Wisdom is the domain of the Wis… which is extinct.
-Frank Zappa-

David Jones
September 22, 2012 1:05 am

I have sent an email to the ombudsman through the link on his website recording my surprise that he does not appear to have checked his sources before repeating the “97% of Scientists..” meme.
I pointed out to him that 97% of scientists..” amount to 75 individuals out of more than 3,000 who responded to a poorly worded survey, which made the claim less impressive than it was intended to sound and suggested that, as he would not wish to mislead his readers, he would wish to add an addendum to his blog. I included these links:
http://fullcomment.nationalpost.com/2010/12/30/lawrence-solomon-75-climate-scientists-think-humans-contribute-to-global-warming/
and http://probeinternational.org/library/wp-content/uploads/2010/12/012009_Doran_final1.pdf
As it comes from UK I doubt he will take any notice but he cannot say he isn’t aware.

Steve C
September 22, 2012 1:17 am

I’ve sent that Ombudsman an email congratulating PBS on your inclusion in the first place, and suggesting that, if your claimed “non-scientist” status is an issue, then a programme including a few of the ‘Petition Project’ scientists and/or Burt Rutan would surely count as a definitive answer. Not that I seriously expect them to follow my advice, of course, but the protests they’d get from that would really be something to see. Still, that’s politics.
Keep up the good work.

David Jones
September 22, 2012 1:24 am

Paul Homewood says:
September 21, 2012 at 11:46 am
“It is rather frightening to see free speech under such vitriolic attack. Unfortunately extrme left wingers have never had much respect for it.
I’m writing to the ombudsman too as D Boehm suggests.”
In my view we should inundate the Ombudsman’s inbox with POLITE, informative emails so he starts to feel uncomfortable with his support, even encouragement of, the anti-democratic cabal that writes vituperative emails.(see my earlier comment)
Surely a major part of his brief is support freedom of speech and as long as we give links to important sceptic sources he will start to understand.the issue is not as clear-cut as the warmista claims.

Justin Ert
September 22, 2012 1:54 am

If it has not been mentioned already, Media Matters continues to be funded by George Soros:
http://www.politico.com/blogs/onmedia/1010/Soros_gives_1_million_to_Media_Matters.html

Ian H
September 22, 2012 1:56 am

Anthony,
The fact that the critics can find nothing better to criticise than the fact that you were permitted to speak demonstrates the strength of your interview. Well done.

Peter Miller
September 22, 2012 1:57 am

A classic example of the Global Warming Industry/Cult at work.
1. Stifle debate.
2. Smear those with opposing views.
3. Dispute/ignore the facts.
4. Shrilly repeat total falsehoods, such as “97% of climate scientists agree…”
5. Employ rent-a-mob tactics.
Blogs like WUWT, JoNova and Climate Audit are starting to have a big impact: they are slowly forcing ‘climate science’ to become honest and the CAGW high priests do not like it, they really do not like it.

Data for processing:
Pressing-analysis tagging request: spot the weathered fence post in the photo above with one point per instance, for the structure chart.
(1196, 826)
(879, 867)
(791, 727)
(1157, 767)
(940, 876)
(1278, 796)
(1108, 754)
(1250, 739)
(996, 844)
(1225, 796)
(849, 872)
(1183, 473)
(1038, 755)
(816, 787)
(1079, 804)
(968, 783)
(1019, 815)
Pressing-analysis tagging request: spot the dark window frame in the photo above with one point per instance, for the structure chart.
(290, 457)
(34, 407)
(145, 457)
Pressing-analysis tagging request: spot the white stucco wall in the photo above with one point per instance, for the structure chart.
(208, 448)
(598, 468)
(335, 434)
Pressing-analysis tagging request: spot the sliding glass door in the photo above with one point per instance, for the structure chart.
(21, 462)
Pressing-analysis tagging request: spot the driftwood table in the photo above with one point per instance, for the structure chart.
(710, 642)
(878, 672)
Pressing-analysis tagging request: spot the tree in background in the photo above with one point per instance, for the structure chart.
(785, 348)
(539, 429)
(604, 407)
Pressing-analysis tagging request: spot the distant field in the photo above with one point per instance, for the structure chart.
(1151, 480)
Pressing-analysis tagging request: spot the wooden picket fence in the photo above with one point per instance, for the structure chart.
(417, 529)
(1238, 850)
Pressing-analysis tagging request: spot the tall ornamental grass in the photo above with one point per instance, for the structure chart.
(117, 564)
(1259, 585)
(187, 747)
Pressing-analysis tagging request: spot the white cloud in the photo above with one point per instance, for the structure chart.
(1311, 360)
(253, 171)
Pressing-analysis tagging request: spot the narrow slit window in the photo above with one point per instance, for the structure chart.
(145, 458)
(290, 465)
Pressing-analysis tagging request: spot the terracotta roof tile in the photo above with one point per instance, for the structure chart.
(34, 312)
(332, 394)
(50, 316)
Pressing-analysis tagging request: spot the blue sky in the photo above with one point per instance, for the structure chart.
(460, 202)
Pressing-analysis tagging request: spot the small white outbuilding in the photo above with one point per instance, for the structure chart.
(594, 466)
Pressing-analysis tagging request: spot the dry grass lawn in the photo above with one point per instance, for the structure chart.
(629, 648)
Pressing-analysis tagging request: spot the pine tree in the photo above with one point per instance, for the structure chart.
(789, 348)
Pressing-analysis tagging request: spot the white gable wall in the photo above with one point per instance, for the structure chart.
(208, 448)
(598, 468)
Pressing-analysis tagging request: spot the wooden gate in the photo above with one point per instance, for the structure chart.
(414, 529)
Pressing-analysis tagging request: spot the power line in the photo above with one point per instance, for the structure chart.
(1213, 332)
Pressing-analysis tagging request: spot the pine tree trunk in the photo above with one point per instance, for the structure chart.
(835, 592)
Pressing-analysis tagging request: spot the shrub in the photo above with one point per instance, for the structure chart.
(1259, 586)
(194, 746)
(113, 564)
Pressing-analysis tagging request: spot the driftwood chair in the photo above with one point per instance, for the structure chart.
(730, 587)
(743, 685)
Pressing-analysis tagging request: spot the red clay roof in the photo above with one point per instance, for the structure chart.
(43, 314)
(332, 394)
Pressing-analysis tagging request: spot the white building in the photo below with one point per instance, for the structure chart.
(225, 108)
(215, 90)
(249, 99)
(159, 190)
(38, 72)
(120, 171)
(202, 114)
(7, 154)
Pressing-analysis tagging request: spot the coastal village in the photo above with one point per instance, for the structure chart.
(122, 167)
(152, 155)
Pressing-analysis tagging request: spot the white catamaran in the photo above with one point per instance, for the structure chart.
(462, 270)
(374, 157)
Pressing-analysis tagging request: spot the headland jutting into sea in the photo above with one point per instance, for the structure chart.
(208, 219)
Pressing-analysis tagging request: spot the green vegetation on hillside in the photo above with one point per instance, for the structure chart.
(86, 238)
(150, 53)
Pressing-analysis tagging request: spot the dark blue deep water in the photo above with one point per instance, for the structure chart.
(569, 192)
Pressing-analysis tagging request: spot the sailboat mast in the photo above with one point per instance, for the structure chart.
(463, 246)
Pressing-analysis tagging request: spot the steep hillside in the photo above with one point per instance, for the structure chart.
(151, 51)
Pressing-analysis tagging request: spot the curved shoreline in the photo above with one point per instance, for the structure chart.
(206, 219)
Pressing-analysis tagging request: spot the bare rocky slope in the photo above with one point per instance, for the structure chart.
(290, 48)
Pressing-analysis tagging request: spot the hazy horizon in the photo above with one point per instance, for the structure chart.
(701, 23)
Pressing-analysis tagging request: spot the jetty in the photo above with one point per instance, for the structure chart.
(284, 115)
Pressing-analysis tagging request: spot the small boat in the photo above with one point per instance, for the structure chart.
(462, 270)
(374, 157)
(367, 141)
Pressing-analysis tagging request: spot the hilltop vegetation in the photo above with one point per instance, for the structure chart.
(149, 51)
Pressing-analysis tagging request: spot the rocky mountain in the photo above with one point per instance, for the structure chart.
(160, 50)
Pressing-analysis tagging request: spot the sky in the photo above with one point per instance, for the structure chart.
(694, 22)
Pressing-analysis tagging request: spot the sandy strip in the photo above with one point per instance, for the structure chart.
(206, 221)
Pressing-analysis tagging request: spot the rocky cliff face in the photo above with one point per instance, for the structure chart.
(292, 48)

Directions:
1. Answer these questions about the comment thread, one per line:
(a) According to David Jones's first comment, how many individuals does "97% of scientists" amount to, and out of how many respondents?
(b) Who does Justin Ert say continues to fund Media Matters?
(c) Which three blogs does Peter Miller name as starting to have a big impact?
2. Extract every line of the records that contains the string "hillside".
The comment thread and the records have no connection to each other.

Answers to the exercises:
1.
(a) 75 individuals out of more than 3,000 who responded
(b) George Soros
(c) WUWT, JoNova and Climate Audit

2.
Pressing-analysis tagging request: spot the green vegetation on hillside in the photo above with one point per instance, for the structure chart.
Pressing-analysis tagging request: spot the steep hillside in the photo above with one point per instance, for the structure chart.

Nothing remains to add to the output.